• **Passage to read**:
══════════
Pleasures are few in Lyric Opera’s garish, charmless “Figaro”

Sun Sep 27, 2015 at 5:46 pm

By Lawrence A. Johnson

Christiane Karg and Luca Pisaroni in the Lyric Opera of Chicago's production of Mozart's "Le nozze di Figaro."
Christiane Karg and Luca Pisaroni in the Lyric Opera of Chicago’s production of Mozart’s “Le nozze di Figaro.” Photo: Michael Brosilow

One year ago, the Lyric Opera opened their season with an audacious, remarkably fresh new production of Mozart’s Don Giovanni. Directed by Robert Falls, the edgy, updated staging was faithful to the tale of the murderous libertine yet freshened it up in an imaginative way while always keeping Mozart’s music front and center.

The company was clearly hoping that lightning would strike again this season with another new Mozart production helmed by a noted stage director. Barbara Gaines of Chicago Shakespeare Theater made an impressive Lyric directing debut five years ago with a riveting take on Verdi’s Macbeth. What could go wrong with entrusting one of the great Mozart-da Ponte comedies to Gaines?

Unfortunately, almost everything. Lyric’s new production of Le nozze de Figaro, which opened Saturday night at the Civic Opera House, is about as dismal a misfire as Falls’ Giovanni was a roaring success. Crass, garish and charmless, it marks a low point in the company’s recent Mozart history and distinguished line of Figaros.

Intrusive added pantomime during the overture is invariably an ominous sign and so it proved. The Count chases a maid up the Civic Opera House aisle and onto the stage with the Countess in pursuit. That set the sophomoric tone for the evening.
══════════
• **Material supplied**:

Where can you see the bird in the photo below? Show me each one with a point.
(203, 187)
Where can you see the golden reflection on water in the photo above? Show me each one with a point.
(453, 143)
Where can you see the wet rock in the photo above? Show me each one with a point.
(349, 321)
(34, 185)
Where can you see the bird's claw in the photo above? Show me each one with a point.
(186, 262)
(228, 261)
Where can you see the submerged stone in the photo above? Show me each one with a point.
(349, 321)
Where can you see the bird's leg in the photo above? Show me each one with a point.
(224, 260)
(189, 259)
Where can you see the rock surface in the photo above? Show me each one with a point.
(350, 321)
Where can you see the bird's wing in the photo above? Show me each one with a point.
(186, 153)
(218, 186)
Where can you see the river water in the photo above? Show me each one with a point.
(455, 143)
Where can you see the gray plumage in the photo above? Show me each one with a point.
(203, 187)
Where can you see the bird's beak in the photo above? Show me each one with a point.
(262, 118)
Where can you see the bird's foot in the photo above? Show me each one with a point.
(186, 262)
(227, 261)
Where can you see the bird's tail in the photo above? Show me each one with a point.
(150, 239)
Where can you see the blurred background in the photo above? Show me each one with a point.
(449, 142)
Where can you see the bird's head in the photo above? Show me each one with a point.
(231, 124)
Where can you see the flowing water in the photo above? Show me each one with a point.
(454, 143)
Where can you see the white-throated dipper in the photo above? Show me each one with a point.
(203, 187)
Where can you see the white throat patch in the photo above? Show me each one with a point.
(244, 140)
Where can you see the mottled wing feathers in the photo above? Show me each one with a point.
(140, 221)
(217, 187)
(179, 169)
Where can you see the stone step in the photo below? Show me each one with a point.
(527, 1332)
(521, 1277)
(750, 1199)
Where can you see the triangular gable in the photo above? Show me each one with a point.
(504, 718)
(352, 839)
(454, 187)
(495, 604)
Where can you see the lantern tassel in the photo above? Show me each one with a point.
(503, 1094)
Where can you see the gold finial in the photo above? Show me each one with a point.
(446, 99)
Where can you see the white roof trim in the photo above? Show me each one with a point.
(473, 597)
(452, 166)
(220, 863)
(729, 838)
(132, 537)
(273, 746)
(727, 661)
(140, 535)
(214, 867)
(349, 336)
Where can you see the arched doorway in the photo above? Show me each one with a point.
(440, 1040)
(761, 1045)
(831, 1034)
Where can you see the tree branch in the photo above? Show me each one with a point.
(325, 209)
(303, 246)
══════════
• **Given instruction A**:
Answer these questions from the review of the Lyric Opera's "Figaro":
(i) Who directed the Don Giovanni that opened the Lyric Opera's previous season?
(ii) Which Verdi opera did Barbara Gaines direct for her Lyric debut?
(iii) What happens during the overture in the new production?
• **Given instruction B**: Reproduce the rows word for word, from the line with "Where can you see the white roof" through the last row.

• **Correct result A**:
(i) Robert Falls
(ii) Macbeth
(iii) The Count chases a maid up the Civic Opera House aisle and onto the stage, and the Countess follows.

• **Correct result B**:
Where can you see the white roof trim in the photo above? Show me each one with a point.
(473, 597)
(452, 166)
(220, 863)
(729, 838)
(132, 537)
(273, 746)
(727, 661)
(140, 535)
(214, 867)
(349, 336)
Where can you see the arched doorway in the photo above? Show me each one with a point.
(440, 1040)
(761, 1045)
(831, 1034)
Where can you see the tree branch in the photo above? Show me each one with a point.
(325, 209)
(303, 246)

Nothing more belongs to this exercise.